Exercise details »
Transcribe the entries that follow, word for word.

Data shown »
***

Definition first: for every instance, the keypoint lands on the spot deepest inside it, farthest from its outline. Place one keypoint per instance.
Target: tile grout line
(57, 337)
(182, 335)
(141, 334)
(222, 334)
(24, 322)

***

Result for this exercise »
Definition first: for every instance, the keypoint lands on the spot deepest inside it, farthest from its outline. Place one keypoint per instance.
Target: tile grout line
(57, 337)
(182, 335)
(141, 334)
(222, 334)
(24, 322)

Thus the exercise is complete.